§ **Work instructions**: Would you transcribe the line containing "Wanted = one point per instance" and every line after it, through the end of the records below, exactly and with nothing else?

§ **Natural-language object grounding data**:
=== Begin Enclosure ===
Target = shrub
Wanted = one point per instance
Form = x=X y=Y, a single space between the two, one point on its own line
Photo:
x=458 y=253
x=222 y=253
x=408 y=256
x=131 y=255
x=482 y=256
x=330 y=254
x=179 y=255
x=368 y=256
=== End Enclosure ===
§ **Exercise output**:
Wanted = one point per instance
Form = x=X y=Y, a single space between the two, one point on its own line
Photo:
x=458 y=253
x=222 y=253
x=408 y=256
x=131 y=255
x=482 y=256
x=330 y=254
x=179 y=255
x=368 y=256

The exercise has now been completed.